▶ Makale:
==========

12 Ağustos 2013
Medyada Düzeltmeler ve Saldırılar.
Ülkedeki siyasal olaylar hız ve derinlik kazandıkça, medyadaki polemikler ve nesnel yanlışlar da artıyor...
Son günlerde özellikle üç olay dikkatimi çekti:
- AKP yandaşı yazarlarla Gülen Cemaatine yakın yazarlar arasındaki kavga.
- AKP yandaşı yazarlarla, eskiden AKP'ye destek vermiş solcu yazarlar arasındaki kavga.
- Balyoz ve Ergenekon kararları dolayısıyla desteksiz atan yazarlar ve bunlara verilen ayarlar.
* * *
1) AKP iktidarı yanlısı yazarlarla Gülen Cemaatine yakın yazarlar
arasındaki kavga:
Kavga esas olarak AKP'yi tutan, Sabah Gazetesi Başyazarı
Mehmet Barlas ile Gülen Cemaati adına yazan, Zaman Gazetesi Genel Yayın
Yönetmeni Ekrem Dumanlı ve yazar Hüseyin Gülerce arasında ortaya
çıktı ve sürüyor.
Aslında bu üç yazar da sivri tutumlardan çok genel ve yumuşak yaklaşımlarıyla
bilinen kişiler.
Nitekim AKP ile Gülen Cemaati arasındaki iktidar çekişmesi konusundaki
polemikleri de olabildiğince yumuşak devam ediyor.
Sanıyorum Barlas'ın 'Cemaatler sivil toplum örgütü değildir'
başlıklı 6 Ağustos tarihli yazısından bazı alıntılar, konuyu iyice anlamamıza yardımcı olabilir.
* * *
"Zaman gazetesi Genel Yayın Yönetmeni Ekrem Dumanlı dünkü yazısında Cemaat'i ve Fethullah Gülen'i bana karşı savunmak gereğini hissetmişti. Bu yazı gereksiz ve anlamsız bir polemiğe de neden olabilecek nitelikteydi...
Örneğin 'Bazıları'nın demokraside 'Sivil Toplum Örgütleri'nin rolünü
anlamadıklarını yazmış. İşin alfabesinden başlarsak dini cemaatler demokratik
sivil toplum örgütleri değildir. Siyasi parti hiç değildirler. Mesela sivil
toplum kuruluşuna veya bir siyasi partiye üye iseniz, lideri de
eleştirebilirsiniz. Ama bir cemaate mensupsanız sadece başbakanı
eleştirebilirsiniz. Cemaatin yayın organlarında Başbakan'a 'Diktatör'
diyebilirsiniz, ama 'Gülen neden ülkesine dönmüyor' diye soramazsınız...

==========

▶ Görev verileri:

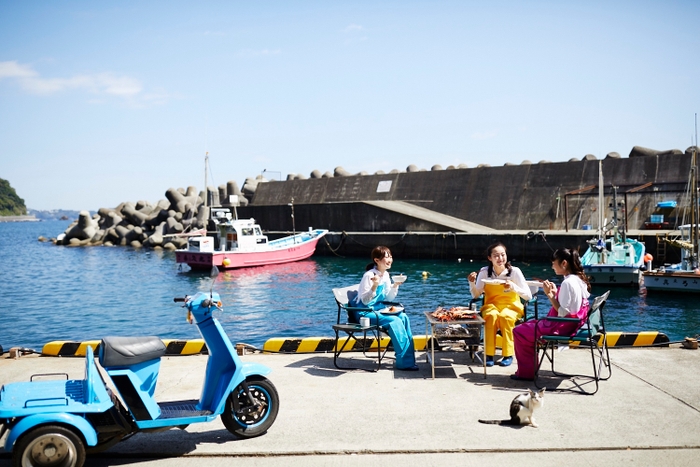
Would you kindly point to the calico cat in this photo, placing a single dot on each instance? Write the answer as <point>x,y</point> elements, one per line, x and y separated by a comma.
<point>522,409</point>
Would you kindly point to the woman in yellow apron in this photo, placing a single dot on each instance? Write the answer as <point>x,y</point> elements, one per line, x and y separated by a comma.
<point>503,286</point>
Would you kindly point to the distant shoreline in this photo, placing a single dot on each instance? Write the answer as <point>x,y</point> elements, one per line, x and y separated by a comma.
<point>19,219</point>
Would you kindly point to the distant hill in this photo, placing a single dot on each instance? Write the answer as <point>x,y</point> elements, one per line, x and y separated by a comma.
<point>10,203</point>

==========

▶ Yapılacak alıştırmalar:
1. Makalede Mehmet Barlas hangi gazetenin başyazarı olarak geçiyor?
2. Listedeki satırların tamamını "distant" ifadesini "faraway" ile değiştirerek yeniden yazın. Resimleri yanıta dahil etmeyin.

▶ Yanıtlar:
1. Sabah Gazetesi'nin başyazarı olarak geçiyor.

2.
Would you kindly point to the calico cat in this photo, placing a single dot on each instance? Write the answer as <point>x,y</point> elements, one per line, x and y separated by a comma.
<point>522,409</point>
Would you kindly point to the woman in yellow apron in this photo, placing a single dot on each instance? Write the answer as <point>x,y</point> elements, one per line, x and y separated by a comma.
<point>503,286</point>
Would you kindly point to the faraway shoreline in this photo, placing a single dot on each instance? Write the answer as <point>x,y</point> elements, one per line, x and y separated by a comma.
<point>19,219</point>
Would you kindly point to the faraway hill in this photo, placing a single dot on each instance? Write the answer as <point>x,y</point> elements, one per line, x and y separated by a comma.
<point>10,203</point>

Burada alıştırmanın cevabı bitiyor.